• Material provided
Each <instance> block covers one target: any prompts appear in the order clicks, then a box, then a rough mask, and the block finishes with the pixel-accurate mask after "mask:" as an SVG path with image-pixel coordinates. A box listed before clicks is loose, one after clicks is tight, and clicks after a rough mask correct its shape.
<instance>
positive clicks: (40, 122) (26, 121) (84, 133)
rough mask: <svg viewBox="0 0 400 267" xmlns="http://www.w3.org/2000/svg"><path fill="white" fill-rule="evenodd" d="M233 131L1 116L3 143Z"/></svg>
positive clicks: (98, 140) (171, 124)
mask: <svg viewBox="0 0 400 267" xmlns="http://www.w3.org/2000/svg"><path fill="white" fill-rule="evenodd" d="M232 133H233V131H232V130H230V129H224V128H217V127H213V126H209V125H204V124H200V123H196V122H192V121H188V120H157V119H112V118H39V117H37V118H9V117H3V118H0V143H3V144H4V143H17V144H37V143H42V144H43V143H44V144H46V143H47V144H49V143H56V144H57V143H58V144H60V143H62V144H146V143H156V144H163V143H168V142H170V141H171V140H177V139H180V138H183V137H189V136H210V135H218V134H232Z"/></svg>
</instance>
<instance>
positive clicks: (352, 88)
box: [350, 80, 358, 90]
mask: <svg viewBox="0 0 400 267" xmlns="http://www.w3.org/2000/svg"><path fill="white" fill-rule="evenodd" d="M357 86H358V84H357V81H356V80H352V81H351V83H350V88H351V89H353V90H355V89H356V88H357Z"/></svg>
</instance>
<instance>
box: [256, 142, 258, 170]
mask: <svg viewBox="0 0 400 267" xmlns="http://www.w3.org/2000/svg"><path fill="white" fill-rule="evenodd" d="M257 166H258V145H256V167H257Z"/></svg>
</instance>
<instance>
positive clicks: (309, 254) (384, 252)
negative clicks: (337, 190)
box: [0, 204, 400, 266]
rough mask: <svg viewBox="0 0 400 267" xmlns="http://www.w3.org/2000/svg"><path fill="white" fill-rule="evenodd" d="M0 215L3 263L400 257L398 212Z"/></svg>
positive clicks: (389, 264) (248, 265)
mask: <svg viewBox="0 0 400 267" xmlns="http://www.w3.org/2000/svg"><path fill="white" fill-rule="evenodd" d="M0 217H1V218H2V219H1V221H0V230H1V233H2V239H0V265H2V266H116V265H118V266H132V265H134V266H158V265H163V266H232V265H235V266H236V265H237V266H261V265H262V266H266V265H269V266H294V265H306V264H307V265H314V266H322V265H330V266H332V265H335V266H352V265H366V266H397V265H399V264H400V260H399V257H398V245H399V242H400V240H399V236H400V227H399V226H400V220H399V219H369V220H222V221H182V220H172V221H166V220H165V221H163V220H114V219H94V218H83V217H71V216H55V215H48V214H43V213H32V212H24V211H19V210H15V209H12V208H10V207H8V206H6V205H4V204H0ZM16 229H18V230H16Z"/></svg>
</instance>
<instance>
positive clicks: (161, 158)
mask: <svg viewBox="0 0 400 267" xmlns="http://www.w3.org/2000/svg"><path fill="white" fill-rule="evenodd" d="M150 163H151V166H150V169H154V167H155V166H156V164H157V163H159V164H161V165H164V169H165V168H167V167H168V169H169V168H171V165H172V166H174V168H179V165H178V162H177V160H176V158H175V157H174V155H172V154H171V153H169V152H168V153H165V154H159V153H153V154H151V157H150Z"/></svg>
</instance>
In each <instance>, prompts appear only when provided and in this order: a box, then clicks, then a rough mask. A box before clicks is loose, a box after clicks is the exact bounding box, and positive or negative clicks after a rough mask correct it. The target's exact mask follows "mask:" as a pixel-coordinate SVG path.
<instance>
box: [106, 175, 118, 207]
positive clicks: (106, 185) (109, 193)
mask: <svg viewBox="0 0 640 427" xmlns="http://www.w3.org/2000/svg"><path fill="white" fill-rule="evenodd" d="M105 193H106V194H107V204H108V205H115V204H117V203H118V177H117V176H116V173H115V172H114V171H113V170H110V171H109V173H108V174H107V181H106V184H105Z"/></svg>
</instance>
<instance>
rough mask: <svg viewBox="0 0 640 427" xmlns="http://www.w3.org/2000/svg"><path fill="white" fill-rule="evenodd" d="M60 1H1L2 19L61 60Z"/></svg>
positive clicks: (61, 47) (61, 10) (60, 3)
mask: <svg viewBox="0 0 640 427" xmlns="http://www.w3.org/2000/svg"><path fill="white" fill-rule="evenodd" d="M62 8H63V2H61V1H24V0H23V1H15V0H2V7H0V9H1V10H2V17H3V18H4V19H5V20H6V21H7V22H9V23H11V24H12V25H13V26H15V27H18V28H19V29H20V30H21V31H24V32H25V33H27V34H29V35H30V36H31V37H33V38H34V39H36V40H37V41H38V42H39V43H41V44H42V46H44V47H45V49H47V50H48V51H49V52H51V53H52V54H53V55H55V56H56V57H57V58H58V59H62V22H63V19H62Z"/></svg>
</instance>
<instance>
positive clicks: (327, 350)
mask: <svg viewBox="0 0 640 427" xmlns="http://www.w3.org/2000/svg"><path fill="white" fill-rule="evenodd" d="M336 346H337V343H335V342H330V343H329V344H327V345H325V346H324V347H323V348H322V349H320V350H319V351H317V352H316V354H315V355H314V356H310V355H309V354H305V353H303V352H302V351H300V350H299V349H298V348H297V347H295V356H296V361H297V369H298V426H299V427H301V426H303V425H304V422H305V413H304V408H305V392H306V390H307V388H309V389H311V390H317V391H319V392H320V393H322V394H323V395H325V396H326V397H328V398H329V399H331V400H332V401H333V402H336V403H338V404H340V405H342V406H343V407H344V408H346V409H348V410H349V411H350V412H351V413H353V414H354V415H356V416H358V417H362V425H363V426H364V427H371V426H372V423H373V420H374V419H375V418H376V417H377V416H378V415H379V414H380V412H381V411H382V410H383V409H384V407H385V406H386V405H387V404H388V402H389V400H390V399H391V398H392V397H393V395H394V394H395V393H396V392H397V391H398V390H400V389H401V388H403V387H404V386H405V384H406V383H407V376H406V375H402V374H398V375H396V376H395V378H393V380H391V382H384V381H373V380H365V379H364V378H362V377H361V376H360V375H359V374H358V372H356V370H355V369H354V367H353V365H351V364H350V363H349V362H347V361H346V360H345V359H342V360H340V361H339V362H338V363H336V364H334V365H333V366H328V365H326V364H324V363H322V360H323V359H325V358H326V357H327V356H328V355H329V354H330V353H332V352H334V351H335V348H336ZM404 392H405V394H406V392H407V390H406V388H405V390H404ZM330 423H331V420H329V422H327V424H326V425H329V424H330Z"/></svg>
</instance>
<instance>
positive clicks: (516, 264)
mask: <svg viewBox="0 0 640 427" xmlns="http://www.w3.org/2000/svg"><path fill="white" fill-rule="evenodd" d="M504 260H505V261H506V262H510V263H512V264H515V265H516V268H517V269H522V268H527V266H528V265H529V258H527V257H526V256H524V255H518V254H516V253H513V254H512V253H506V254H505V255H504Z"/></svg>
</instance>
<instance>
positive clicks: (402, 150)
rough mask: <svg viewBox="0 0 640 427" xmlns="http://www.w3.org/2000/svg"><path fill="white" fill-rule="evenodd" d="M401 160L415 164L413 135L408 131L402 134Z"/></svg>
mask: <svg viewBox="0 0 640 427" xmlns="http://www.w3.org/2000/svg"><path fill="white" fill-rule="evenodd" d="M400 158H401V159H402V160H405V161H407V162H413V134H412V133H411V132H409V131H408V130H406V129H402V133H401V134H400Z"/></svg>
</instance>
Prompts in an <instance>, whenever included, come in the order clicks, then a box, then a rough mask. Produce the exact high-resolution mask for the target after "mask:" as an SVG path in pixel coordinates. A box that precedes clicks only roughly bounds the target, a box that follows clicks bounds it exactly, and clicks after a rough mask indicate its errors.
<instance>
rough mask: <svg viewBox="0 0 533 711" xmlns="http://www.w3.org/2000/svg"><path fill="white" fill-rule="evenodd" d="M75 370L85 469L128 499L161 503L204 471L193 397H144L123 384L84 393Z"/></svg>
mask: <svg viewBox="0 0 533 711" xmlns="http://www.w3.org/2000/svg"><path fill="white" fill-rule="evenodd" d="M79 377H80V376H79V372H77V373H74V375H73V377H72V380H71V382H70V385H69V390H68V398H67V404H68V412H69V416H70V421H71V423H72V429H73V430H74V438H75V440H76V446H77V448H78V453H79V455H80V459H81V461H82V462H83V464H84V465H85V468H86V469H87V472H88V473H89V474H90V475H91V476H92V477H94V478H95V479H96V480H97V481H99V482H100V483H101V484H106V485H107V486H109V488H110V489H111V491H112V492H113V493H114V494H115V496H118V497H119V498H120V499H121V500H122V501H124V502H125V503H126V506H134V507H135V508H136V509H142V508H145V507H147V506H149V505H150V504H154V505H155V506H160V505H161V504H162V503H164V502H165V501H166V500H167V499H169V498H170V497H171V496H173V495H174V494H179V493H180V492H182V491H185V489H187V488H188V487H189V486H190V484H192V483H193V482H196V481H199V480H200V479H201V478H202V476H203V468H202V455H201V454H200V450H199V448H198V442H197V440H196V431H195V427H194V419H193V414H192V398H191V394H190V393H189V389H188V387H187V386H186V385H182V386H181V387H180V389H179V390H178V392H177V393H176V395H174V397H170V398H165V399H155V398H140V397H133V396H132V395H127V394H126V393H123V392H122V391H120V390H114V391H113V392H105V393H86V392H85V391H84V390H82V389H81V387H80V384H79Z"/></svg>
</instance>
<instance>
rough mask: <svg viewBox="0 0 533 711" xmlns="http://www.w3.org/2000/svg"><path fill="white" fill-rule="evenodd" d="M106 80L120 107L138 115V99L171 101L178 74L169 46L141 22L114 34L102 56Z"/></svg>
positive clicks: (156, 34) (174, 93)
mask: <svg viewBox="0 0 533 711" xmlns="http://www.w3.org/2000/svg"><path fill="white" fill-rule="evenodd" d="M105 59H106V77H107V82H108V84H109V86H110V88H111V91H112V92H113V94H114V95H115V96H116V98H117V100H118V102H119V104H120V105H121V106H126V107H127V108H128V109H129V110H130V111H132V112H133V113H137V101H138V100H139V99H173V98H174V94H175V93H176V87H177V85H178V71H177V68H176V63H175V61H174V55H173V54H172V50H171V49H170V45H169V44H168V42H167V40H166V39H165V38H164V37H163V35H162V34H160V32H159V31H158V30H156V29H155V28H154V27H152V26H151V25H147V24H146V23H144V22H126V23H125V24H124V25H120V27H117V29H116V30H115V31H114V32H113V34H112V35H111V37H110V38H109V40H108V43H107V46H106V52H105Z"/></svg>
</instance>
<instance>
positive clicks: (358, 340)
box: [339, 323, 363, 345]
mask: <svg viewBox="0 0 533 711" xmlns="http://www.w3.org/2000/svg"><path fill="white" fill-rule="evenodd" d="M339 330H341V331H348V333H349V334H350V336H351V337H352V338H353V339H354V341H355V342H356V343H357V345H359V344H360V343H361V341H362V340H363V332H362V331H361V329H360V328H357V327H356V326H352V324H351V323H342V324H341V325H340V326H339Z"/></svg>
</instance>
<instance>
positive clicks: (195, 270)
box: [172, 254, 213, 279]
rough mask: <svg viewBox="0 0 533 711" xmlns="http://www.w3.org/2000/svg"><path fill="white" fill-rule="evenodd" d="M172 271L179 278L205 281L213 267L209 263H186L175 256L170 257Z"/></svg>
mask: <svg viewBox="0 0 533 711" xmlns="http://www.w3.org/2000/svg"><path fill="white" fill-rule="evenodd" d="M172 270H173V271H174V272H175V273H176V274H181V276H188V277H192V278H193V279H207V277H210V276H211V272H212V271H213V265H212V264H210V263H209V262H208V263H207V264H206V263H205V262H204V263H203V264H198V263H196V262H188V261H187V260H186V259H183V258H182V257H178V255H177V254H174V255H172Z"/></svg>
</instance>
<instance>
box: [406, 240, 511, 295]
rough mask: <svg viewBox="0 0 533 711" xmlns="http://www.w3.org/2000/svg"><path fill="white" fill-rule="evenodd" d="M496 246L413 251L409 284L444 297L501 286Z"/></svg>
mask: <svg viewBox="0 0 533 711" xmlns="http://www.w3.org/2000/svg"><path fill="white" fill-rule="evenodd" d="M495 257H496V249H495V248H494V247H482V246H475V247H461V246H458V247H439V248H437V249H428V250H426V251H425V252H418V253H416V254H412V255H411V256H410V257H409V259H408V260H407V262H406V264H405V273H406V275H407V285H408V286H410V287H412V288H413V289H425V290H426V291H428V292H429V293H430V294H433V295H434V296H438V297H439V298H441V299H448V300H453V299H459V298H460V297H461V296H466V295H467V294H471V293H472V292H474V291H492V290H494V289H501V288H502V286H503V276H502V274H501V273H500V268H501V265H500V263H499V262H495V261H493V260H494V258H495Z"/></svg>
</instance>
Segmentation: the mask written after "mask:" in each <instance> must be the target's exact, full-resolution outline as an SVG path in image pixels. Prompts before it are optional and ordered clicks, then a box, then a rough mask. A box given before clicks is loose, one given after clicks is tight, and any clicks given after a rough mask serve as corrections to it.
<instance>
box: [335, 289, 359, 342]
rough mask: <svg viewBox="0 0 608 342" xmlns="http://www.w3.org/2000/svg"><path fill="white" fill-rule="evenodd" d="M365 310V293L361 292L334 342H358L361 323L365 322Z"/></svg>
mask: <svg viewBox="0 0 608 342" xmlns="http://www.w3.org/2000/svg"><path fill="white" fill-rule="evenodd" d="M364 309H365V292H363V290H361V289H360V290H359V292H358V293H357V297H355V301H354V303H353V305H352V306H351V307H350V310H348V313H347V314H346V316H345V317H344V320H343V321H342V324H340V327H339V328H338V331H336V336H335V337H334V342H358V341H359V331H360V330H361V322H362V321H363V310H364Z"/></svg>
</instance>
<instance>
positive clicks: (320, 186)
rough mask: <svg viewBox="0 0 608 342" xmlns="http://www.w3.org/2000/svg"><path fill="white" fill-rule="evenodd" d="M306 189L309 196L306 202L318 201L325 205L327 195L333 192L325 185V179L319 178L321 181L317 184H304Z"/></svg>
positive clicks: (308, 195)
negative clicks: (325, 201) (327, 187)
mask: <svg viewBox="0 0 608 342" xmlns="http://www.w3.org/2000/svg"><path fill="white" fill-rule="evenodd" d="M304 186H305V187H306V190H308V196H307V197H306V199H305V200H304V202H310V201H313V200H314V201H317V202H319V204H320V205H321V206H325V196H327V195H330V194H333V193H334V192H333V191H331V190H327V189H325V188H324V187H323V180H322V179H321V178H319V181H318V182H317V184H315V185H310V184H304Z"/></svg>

• The task
Please switch every "positive clicks" to "foreground clicks" in the records from their first line through the line containing "box: [0, 204, 400, 266]", and give back only that stretch with nothing else altered.

• Expected answer
Each <instance> block covers one target: any prompts appear in the order clicks, then a box, then a rough mask, and the block finishes with the pixel-accurate mask after "mask:" as an SVG path with image-pixel coordinates. A box listed before clicks is loose, one after clicks is tight, and clicks after a rough mask correct its shape.
<instance>
foreground clicks: (40, 122) (26, 121) (84, 133)
rough mask: <svg viewBox="0 0 400 267" xmlns="http://www.w3.org/2000/svg"><path fill="white" fill-rule="evenodd" d="M233 131L1 116L3 143Z"/></svg>
foreground clicks: (98, 140) (171, 124)
mask: <svg viewBox="0 0 400 267" xmlns="http://www.w3.org/2000/svg"><path fill="white" fill-rule="evenodd" d="M232 133H233V131H232V130H230V129H224V128H217V127H213V126H209V125H204V124H200V123H196V122H192V121H188V120H157V119H112V118H39V117H37V118H9V117H3V118H0V143H3V144H4V143H17V144H37V143H42V144H43V143H44V144H46V143H47V144H49V143H56V144H57V143H58V144H60V143H62V144H146V143H156V144H163V143H168V142H170V141H171V140H177V139H180V138H183V137H189V136H210V135H218V134H232Z"/></svg>
</instance>
<instance>
foreground clicks: (352, 88)
box: [350, 80, 358, 90]
mask: <svg viewBox="0 0 400 267" xmlns="http://www.w3.org/2000/svg"><path fill="white" fill-rule="evenodd" d="M357 86H358V84H357V81H356V80H352V81H351V83H350V88H351V89H353V90H355V89H356V88H357Z"/></svg>
</instance>
<instance>
box: [256, 142, 258, 170]
mask: <svg viewBox="0 0 400 267" xmlns="http://www.w3.org/2000/svg"><path fill="white" fill-rule="evenodd" d="M257 166H258V145H256V167H257Z"/></svg>
</instance>
<instance>
foreground clicks: (309, 254) (384, 252)
negative clicks: (337, 190)
box: [0, 204, 400, 266]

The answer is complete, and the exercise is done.